Format each line of the items below as a numbered list, leaving out blank lines and the pictures.

*-*-*

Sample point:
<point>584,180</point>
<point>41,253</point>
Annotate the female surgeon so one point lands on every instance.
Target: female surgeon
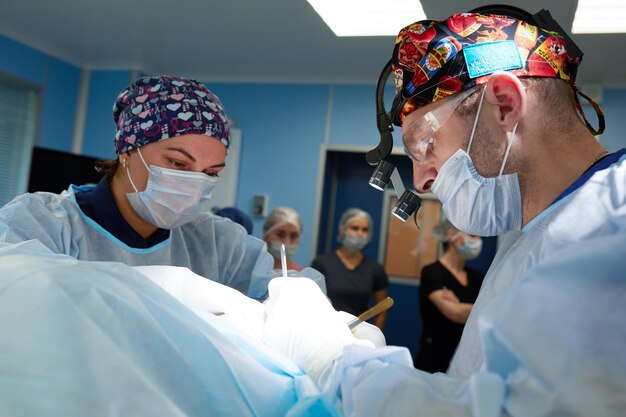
<point>150,208</point>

*-*-*

Complete output
1. Sample point:
2. <point>584,180</point>
3. <point>41,253</point>
4. Annotate the female surgeon so one point lands on every instance.
5. Target: female surgeon
6. <point>150,208</point>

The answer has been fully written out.